*** Opening of EXERCISE INPUT ***

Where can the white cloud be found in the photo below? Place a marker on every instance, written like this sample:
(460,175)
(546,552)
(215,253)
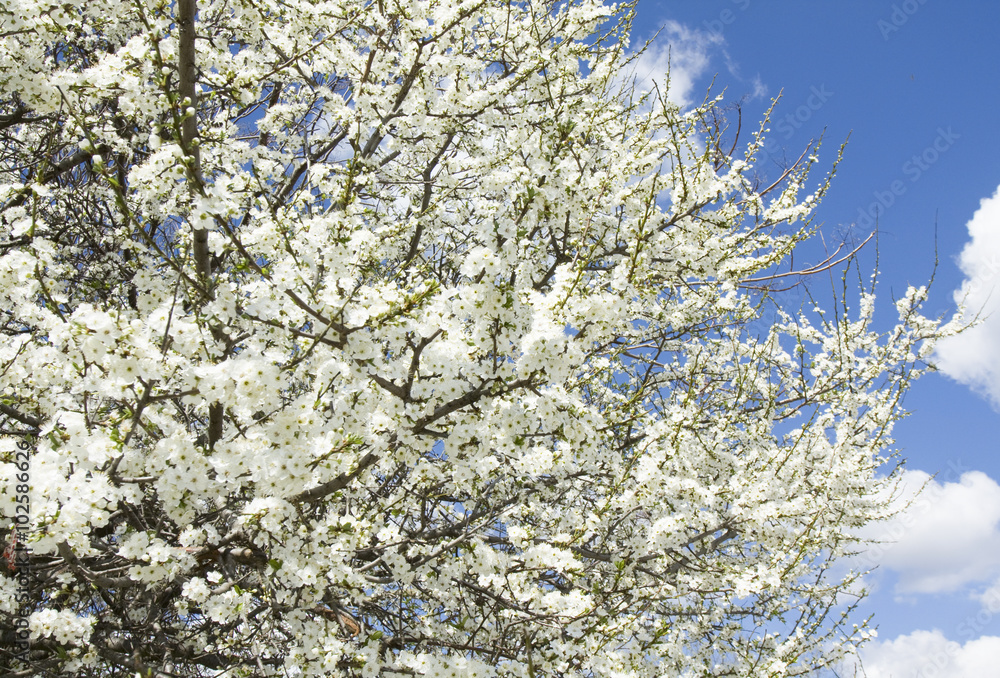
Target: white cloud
(685,52)
(973,358)
(948,537)
(929,654)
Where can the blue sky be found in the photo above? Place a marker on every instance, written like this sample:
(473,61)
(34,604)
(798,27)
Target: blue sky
(916,86)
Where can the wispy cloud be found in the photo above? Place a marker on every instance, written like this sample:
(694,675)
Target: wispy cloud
(927,654)
(684,52)
(947,538)
(973,358)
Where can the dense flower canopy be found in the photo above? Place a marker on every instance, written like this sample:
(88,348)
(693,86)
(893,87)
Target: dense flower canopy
(358,337)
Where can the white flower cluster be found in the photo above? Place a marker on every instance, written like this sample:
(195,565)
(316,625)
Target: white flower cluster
(404,338)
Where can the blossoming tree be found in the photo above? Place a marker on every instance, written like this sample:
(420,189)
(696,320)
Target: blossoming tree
(402,337)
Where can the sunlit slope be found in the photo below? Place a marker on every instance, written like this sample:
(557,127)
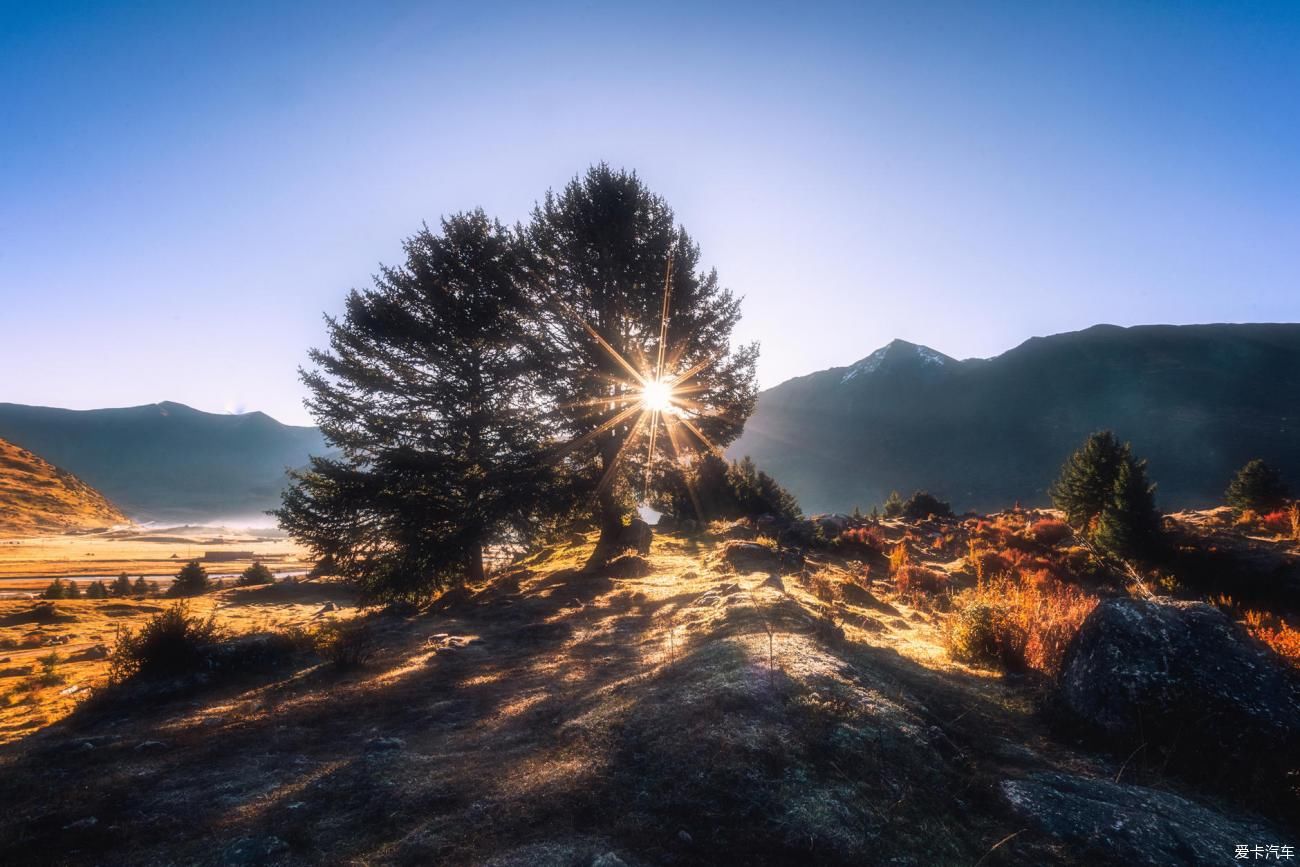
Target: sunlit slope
(37,497)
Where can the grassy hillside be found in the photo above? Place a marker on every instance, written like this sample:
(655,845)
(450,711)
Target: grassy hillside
(37,497)
(722,701)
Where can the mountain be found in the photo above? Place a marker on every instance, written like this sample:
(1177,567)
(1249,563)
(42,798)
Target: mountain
(167,460)
(37,497)
(1196,401)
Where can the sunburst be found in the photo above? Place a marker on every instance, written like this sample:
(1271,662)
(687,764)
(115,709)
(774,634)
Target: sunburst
(659,398)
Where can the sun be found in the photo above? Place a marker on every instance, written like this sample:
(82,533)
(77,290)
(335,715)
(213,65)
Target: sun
(657,395)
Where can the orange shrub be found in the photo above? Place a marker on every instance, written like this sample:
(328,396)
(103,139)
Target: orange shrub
(1275,633)
(1018,624)
(910,580)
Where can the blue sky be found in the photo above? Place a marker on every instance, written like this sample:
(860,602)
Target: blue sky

*** Close of EXERCISE INPUT ***

### WORK REQUEST
Pictures should be skipped, and the records retyped word for word.

### TASK RESPONSE
Where can the white cloud be found in the photo below? Place a marker on every instance, written like this sample:
(460,175)
(546,552)
(215,253)
Target: white cloud
(685,52)
(973,358)
(948,537)
(929,654)
Where can the blue sky be found in the photo above? Place a marker on every instance, written like this sample:
(473,61)
(34,604)
(798,27)
Target: blue sky
(916,86)
Where can the wispy cloud be found in the photo above? Place a marker on every instance, written like this sample:
(694,675)
Target: wispy cloud
(927,654)
(684,52)
(947,538)
(973,358)
Where can the dense flower canopy be found in the photo above? Place a marker on every instance, written like this sample:
(88,348)
(693,86)
(893,87)
Target: dense flower canopy
(358,337)
Where can the white flower cluster be found in the photo above? Place a marker on every instance, written like this sample:
(195,565)
(316,625)
Target: white flower cluster
(404,338)
Where can the blossoming tree be found in the photo above? Place a marker on every instance, written like this sample:
(420,189)
(696,320)
Target: blossoming tree
(402,337)
Where can the sunlit slope be found in the photo below? Place a marker on every instance, written like this sample:
(557,127)
Target: sunlit slope
(37,497)
Where can the grassy hillside be found in the photo above? Place a marker on every instance, written like this sample:
(655,845)
(450,711)
Target: grassy hillside
(37,497)
(722,701)
Where can the mountain be found in the photo above? Place a marker on every instance, written like this sample:
(1177,567)
(1249,563)
(42,798)
Target: mountain
(167,460)
(37,497)
(1196,401)
Where can the sunburst be found in the photo above? Place a marker on every instance, written like this sample:
(1271,662)
(687,764)
(115,709)
(774,634)
Target: sunburst
(659,398)
Where can the sun be found in the photo above? Place a marker on every instance, written like this sample:
(82,533)
(77,290)
(335,715)
(213,65)
Target: sun
(657,395)
Where can the orange shrub be found in the photo above? Place a marker on every instance, written like this sample:
(328,396)
(103,139)
Target: orange shrub
(1275,633)
(1018,624)
(910,580)
Where can the blue sky be found in the photo above? Place a marker on every instance, written like this sample:
(860,602)
Target: blue sky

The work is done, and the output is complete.